» **Task 1**
Could you print, word for word, the part of the post on ontologies that begins at "Wittgenstein belongs to" and stops after "that allows this."?
» **Task 2**
Can you carry on the post on ontologies, starting after its last sentence?

START Text segment

Posted by: Johan Normark | March 29, 2009

An ontology of ontologies vs. a flat ontology

In my entry on the cave site of Chakal Ja’as I mentioned iconic codes and a discursive order. It is now time to describe these different ontologies. Ontology concerns the entities that is believed to exist and that populate reality. DeLanda classifies the ontologies into three groups. Some believe that there is no reality beyond the human mind (“idealism”;). Others believe that the objects we observe do exist beyond us but they are sceptical to the idea that theories are independent from social constructions. Some believe that there is a world completely independent from the human mind. The two first perspectives deal with phenomena (the way things appear in our mind), and the latter also discuss nuomena (the things in themselves). This latter ontology is a realist ontology to which Deleuze belongs. However, Deleuze does not believe in essences or transcendental entities like the “naïve realists” do. Deleuze rather exchanges the idea of the general and the particular with the universal and the singular (ibid).

Wittgenstein belongs to DeLanda’s second category and he argues that our statements are either expressed beliefs or pictures of the real world. People give different versions of what is happening in the world. These are like language games with separate vocabularies and rules which fulfil different social roles. The language games are not justified by human agents, but they are played and sometimes understood. Different ontologies create theories with different versions of realities. There are many contradictory ontologies and no one can be said to represent the “absolute truth”. Instead of refusing different approaches to study the social, we should try to combine them, based in an ontology that allows this.

END Text segment
START Data section

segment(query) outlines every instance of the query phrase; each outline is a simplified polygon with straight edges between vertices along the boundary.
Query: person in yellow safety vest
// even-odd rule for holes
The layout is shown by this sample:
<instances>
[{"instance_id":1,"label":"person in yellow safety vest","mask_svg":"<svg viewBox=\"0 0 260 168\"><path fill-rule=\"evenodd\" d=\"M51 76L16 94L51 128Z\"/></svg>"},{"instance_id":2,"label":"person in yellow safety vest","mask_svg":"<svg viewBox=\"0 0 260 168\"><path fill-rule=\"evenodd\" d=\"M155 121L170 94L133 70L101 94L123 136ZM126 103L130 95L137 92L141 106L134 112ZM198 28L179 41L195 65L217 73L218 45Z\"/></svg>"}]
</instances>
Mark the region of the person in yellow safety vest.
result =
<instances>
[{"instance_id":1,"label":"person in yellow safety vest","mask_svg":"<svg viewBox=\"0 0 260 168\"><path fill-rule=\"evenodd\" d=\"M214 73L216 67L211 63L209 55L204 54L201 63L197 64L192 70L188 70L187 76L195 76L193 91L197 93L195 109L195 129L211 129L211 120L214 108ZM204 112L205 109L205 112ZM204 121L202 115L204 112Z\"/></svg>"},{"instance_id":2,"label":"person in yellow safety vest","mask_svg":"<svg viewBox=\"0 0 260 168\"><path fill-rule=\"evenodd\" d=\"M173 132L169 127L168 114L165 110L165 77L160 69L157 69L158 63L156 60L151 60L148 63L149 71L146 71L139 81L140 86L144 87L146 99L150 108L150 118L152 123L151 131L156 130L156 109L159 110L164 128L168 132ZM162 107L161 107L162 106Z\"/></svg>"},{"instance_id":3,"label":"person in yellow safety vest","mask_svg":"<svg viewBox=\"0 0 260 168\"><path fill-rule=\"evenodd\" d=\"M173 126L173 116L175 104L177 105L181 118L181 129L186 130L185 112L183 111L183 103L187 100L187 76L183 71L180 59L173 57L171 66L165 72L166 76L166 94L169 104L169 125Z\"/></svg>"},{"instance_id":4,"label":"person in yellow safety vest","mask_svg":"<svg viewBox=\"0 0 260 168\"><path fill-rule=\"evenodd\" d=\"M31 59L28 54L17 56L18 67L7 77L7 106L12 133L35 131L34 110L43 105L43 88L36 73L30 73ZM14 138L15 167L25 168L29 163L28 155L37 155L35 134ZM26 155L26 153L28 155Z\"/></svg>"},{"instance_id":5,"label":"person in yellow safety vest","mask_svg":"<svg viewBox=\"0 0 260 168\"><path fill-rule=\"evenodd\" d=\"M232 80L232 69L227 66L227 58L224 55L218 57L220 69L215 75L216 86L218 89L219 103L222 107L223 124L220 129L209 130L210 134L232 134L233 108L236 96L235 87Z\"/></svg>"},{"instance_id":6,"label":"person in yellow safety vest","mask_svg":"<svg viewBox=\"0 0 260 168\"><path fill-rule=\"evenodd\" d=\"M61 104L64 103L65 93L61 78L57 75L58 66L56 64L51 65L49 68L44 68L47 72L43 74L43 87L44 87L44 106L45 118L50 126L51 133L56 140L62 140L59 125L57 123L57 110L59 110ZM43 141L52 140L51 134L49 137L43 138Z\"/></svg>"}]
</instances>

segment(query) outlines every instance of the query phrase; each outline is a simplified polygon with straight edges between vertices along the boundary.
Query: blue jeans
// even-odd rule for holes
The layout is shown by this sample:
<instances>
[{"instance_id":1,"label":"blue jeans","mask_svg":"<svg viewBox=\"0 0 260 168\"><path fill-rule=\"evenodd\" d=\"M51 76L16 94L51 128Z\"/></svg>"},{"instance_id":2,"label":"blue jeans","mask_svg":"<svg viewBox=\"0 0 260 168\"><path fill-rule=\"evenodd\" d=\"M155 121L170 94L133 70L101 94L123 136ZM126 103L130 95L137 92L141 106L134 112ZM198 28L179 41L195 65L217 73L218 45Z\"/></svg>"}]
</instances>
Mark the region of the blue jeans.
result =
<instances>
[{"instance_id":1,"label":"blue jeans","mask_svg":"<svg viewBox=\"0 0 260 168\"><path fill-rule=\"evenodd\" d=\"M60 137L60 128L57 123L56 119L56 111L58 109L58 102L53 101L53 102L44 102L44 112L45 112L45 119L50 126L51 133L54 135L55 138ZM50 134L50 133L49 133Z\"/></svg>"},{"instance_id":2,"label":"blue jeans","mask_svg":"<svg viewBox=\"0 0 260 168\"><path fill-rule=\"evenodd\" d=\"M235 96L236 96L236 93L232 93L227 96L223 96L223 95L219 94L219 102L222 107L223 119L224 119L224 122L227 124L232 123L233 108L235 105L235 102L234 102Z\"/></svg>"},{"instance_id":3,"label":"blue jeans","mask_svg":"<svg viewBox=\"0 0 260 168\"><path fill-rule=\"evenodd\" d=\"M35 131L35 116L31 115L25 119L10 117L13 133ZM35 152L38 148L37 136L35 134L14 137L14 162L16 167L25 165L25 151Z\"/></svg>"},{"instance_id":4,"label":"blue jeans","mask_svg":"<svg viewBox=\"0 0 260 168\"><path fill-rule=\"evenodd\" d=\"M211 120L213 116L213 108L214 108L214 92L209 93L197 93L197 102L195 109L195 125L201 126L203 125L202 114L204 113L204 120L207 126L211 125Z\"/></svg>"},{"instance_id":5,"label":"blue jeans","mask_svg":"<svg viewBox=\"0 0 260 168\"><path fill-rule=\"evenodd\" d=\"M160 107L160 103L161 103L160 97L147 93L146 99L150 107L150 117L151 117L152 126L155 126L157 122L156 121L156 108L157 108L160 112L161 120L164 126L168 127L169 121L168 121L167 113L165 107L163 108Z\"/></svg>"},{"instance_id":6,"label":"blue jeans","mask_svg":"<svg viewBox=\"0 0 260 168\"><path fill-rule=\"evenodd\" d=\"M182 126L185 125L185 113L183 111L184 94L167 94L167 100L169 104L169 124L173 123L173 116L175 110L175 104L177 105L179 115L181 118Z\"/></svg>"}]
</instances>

END Data section

» **Exercise answer 1**
Wittgenstein belongs to DeLanda’s second category and he argues that our statements are either expressed beliefs or pictures of the real world. People give different versions of what is happening in the world. These are like language games with separate vocabularies and rules which fulfil different social roles. The language games are not justified by human agents, but they are played and sometimes understood. Different ontologies create theories with different versions of realities. There are many contradictory ontologies and no one can be said to represent the “absolute truth”. Instead of refusing different approaches to study the social, we should try to combine them, based in an ontology that allows this.

» **Exercise answer 2**
Wittgenstein and Aijmer

Wittgenstein and Aijmer

An attempt to do this has been proposed by the Swedish anthropologist Göran Aijmer. He summarizes three different, but equal, scientific orders which have their own discourses and presuppositions in studying social order. These analytic constructions are based in the realist, iconic and discursive orders. Aijmer’s symbological project is a merging of operational functions, semantics and social pragmatics. Results in one ontological order can be used in another and thus generate better understanding of social order.

To begin with, we have an operational order with realist presuppositions. Practical tasks make people form certain collectives for survival. People that perform one such task can be called a group, such as an “eating group” or a “cooking group.” What is important for us here is that these groups form in relation to materiality, and may in some cases be related to serial action. These groups are more likely series in Sartre’s terminology.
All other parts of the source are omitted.